_SHORT PROBLEM_: Reproduce exactly the lines from the one containing "Phrase: crispy fry" through the last line of the records below, both included, and nothing else.

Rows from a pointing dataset
------------------------------------------------------------------------
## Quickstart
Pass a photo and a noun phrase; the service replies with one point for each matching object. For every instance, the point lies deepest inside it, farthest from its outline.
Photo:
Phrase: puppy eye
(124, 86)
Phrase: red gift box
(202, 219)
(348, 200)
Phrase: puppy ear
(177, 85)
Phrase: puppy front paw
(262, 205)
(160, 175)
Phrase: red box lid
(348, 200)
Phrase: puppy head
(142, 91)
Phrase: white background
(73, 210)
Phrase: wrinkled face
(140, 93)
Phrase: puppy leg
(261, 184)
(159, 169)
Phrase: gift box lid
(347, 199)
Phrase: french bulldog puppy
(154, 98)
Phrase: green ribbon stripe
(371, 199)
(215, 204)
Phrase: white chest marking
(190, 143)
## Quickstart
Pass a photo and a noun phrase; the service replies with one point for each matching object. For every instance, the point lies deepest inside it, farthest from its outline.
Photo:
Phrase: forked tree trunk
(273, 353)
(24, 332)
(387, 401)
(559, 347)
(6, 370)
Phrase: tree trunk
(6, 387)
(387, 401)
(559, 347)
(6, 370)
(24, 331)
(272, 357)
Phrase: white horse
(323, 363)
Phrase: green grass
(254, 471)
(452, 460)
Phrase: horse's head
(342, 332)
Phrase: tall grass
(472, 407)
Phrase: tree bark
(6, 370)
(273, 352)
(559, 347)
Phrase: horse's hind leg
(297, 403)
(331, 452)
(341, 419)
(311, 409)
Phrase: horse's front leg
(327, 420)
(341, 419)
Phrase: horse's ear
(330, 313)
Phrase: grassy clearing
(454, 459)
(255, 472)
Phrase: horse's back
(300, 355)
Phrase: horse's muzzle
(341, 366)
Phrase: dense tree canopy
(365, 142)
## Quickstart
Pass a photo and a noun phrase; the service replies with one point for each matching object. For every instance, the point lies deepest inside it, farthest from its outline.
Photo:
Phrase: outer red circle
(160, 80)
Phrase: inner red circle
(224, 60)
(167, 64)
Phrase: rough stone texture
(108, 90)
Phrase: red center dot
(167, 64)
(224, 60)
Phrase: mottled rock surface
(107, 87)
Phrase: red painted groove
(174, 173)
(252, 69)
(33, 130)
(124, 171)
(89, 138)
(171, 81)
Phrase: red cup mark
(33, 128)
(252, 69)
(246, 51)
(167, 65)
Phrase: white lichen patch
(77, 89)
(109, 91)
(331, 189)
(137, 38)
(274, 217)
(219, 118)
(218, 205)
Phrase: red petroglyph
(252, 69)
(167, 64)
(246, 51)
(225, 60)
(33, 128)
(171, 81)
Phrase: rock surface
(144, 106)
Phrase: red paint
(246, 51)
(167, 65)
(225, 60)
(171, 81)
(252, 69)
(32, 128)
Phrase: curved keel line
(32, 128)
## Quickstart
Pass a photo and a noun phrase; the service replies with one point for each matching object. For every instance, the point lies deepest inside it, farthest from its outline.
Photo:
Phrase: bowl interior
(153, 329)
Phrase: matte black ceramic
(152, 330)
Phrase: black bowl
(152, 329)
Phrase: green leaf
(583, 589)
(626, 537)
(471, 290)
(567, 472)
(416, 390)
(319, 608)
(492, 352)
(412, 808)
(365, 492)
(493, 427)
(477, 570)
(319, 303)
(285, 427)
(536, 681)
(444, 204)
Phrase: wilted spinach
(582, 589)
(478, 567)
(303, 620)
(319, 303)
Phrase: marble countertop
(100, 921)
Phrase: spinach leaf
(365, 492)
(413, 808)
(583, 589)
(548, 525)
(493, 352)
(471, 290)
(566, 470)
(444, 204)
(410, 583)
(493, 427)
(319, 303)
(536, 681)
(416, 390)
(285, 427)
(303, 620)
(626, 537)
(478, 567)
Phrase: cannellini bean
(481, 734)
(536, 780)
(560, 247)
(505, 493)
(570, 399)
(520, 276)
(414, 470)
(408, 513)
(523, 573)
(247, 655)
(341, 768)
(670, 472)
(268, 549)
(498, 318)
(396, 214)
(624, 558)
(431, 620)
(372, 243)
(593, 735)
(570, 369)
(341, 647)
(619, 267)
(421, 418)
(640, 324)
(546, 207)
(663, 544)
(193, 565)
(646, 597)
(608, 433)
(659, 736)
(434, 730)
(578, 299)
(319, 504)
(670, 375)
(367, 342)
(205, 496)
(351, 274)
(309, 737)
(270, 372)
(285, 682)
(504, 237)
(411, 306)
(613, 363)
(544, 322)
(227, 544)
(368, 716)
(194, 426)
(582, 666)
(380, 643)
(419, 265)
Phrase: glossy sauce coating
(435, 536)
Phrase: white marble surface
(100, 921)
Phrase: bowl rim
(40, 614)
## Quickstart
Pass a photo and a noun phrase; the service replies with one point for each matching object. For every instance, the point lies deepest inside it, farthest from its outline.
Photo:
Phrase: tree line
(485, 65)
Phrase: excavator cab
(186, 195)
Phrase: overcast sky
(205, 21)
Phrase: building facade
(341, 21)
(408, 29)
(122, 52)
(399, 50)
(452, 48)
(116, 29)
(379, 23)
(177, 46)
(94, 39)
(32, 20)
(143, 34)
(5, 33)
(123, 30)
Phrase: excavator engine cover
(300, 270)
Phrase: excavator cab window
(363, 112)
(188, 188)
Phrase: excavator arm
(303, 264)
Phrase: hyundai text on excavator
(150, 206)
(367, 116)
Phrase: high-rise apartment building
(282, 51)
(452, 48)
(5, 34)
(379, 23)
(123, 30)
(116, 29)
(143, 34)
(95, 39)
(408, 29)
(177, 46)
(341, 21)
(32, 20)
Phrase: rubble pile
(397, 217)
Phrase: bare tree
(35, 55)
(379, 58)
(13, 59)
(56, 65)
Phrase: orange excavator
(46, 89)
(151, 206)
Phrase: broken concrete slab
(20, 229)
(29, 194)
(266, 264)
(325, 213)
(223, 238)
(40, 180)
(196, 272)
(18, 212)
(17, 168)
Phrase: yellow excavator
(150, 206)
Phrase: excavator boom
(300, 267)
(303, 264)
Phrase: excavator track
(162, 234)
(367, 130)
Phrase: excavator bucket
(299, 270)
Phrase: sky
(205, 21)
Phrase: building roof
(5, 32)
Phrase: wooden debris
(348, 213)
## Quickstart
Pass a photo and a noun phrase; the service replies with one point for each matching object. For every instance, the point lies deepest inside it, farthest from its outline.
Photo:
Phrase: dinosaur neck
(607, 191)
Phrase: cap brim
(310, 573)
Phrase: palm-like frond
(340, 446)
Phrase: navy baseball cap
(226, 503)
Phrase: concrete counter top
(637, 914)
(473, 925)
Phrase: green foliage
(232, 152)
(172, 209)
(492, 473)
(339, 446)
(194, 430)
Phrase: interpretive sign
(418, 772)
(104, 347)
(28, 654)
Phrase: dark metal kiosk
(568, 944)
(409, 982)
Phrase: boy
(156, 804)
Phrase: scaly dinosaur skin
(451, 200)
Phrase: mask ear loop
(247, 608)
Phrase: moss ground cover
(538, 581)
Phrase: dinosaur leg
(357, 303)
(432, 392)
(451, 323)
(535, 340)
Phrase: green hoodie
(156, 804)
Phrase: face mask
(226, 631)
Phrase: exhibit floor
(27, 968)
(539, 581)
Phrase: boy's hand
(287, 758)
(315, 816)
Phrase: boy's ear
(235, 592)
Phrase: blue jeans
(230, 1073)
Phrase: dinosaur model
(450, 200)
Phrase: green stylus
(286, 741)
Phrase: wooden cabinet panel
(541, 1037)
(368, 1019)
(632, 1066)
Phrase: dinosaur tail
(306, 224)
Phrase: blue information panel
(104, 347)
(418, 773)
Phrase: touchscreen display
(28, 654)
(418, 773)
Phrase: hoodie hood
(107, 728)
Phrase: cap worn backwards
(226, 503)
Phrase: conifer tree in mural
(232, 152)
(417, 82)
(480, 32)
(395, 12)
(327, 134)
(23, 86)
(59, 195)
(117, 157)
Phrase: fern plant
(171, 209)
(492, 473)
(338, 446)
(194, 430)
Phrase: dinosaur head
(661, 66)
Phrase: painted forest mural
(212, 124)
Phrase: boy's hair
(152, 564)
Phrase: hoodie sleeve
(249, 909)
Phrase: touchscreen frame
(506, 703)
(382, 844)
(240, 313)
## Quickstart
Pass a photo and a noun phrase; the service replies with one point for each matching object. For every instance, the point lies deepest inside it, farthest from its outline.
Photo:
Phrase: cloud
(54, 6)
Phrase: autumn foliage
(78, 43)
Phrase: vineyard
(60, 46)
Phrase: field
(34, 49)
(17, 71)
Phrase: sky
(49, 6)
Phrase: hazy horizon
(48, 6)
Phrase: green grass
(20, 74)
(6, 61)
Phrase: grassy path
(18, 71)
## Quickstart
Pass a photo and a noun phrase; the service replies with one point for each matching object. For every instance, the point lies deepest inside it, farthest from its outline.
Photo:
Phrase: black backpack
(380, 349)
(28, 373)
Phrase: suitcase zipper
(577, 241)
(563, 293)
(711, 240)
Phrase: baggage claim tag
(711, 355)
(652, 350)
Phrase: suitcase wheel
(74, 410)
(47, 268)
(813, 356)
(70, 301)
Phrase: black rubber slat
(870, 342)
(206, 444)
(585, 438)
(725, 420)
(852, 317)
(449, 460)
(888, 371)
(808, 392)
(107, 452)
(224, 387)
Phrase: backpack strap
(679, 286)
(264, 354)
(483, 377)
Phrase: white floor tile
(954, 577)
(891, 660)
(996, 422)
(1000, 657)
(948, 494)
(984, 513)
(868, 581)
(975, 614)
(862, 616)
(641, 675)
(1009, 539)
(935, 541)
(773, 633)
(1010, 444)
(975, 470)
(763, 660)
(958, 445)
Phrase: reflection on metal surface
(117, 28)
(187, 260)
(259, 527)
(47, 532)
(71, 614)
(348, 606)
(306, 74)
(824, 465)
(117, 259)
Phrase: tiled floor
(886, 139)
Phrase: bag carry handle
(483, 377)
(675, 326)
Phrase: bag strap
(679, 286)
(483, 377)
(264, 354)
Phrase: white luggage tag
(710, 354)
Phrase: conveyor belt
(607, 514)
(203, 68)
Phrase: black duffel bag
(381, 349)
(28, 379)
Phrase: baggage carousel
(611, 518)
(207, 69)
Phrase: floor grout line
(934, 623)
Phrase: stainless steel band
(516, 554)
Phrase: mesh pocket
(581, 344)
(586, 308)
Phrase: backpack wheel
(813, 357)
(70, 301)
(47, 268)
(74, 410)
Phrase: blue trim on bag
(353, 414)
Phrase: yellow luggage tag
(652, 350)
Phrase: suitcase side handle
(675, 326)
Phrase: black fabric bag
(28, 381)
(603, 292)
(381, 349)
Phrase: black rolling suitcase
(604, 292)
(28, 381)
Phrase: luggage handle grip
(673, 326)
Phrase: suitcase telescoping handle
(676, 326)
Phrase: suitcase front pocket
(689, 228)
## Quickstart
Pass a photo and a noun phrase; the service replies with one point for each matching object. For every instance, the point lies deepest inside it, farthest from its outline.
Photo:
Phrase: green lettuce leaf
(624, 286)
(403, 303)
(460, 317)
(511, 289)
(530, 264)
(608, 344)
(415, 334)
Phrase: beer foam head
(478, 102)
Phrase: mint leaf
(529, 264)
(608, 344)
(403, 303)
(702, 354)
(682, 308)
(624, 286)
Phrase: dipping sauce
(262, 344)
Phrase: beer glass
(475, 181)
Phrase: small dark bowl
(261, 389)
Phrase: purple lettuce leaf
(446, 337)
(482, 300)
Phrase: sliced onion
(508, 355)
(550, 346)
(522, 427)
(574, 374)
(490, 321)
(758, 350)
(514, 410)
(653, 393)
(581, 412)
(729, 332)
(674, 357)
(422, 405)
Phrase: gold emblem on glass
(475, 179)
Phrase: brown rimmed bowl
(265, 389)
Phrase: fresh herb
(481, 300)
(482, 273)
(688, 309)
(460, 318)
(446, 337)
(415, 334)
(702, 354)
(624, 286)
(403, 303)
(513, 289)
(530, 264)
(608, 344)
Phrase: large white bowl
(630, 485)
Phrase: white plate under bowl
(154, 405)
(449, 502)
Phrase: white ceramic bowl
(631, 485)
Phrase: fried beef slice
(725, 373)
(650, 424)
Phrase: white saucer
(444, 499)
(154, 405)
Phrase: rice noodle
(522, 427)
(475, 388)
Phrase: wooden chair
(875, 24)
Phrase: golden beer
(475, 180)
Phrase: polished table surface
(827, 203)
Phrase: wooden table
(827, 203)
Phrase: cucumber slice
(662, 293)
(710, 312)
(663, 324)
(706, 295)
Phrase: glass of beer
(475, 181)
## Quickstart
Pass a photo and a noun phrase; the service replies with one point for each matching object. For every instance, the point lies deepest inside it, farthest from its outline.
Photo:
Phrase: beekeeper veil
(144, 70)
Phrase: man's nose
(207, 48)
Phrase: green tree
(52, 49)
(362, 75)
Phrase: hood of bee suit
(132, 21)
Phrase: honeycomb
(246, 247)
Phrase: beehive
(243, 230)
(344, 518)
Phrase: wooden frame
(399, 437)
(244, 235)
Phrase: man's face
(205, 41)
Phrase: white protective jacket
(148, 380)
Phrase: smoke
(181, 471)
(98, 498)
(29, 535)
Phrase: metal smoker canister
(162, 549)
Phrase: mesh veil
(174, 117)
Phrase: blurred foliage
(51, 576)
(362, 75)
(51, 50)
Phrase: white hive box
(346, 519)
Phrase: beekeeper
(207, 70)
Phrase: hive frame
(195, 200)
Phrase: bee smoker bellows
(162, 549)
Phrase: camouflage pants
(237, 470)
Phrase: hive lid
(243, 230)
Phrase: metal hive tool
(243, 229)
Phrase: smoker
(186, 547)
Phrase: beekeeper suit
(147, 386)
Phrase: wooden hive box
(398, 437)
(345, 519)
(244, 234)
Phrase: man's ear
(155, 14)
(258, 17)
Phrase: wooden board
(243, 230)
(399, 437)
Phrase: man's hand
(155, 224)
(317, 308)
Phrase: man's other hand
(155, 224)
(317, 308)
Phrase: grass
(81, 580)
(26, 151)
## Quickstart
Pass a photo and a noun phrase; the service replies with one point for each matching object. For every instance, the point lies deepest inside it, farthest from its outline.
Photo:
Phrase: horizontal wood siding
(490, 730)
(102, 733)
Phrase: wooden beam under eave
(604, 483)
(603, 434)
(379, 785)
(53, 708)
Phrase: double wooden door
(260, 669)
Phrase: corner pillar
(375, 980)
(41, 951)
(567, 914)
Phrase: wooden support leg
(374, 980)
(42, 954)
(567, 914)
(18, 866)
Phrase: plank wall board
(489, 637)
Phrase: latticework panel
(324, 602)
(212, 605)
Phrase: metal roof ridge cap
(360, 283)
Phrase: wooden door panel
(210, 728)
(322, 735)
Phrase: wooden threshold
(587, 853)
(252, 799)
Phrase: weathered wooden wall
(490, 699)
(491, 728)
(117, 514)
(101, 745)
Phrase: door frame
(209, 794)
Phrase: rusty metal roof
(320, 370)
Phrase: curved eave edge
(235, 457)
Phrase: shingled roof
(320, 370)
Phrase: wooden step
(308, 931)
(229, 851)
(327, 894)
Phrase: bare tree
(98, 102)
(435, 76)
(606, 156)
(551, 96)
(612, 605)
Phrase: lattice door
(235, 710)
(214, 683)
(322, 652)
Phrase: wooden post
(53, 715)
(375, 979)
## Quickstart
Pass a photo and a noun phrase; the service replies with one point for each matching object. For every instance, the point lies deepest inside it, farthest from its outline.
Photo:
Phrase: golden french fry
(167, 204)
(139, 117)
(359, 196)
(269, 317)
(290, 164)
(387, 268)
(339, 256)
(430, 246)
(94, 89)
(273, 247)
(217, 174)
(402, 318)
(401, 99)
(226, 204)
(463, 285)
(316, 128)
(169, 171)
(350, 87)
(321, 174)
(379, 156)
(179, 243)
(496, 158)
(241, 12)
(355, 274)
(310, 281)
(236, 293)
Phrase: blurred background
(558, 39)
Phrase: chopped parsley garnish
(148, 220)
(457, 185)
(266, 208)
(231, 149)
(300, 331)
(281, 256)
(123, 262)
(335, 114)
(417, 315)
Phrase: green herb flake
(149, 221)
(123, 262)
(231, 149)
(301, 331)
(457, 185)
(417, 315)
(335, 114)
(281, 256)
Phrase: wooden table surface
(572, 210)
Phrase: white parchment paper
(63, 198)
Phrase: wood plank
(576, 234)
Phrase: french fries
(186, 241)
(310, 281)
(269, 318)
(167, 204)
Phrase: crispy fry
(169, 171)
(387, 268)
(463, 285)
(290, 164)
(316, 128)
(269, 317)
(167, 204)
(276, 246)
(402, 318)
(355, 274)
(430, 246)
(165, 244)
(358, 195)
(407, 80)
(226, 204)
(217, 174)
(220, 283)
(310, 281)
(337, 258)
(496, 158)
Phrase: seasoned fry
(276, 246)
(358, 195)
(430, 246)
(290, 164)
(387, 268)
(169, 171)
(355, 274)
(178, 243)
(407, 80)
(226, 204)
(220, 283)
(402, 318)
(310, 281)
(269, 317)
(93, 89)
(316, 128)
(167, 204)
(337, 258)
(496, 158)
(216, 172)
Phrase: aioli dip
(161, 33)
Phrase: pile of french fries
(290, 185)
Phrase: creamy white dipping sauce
------------------------------------------------------------------------
_EXERCISE ANSWER_:
Phrase: crispy fry
(169, 171)
(387, 268)
(463, 285)
(290, 164)
(316, 128)
(269, 317)
(167, 204)
(276, 246)
(402, 318)
(355, 274)
(430, 246)
(165, 244)
(358, 195)
(407, 80)
(226, 204)
(217, 174)
(220, 283)
(310, 281)
(337, 258)
(496, 158)
Phrase: seasoned fry
(276, 246)
(358, 195)
(430, 246)
(290, 164)
(387, 268)
(169, 171)
(355, 274)
(178, 243)
(407, 80)
(226, 204)
(220, 283)
(402, 318)
(310, 281)
(269, 317)
(93, 89)
(316, 128)
(167, 204)
(337, 258)
(496, 158)
(216, 172)
Phrase: aioli dip
(161, 33)
Phrase: pile of french fries
(290, 185)
Phrase: creamy white dipping sauce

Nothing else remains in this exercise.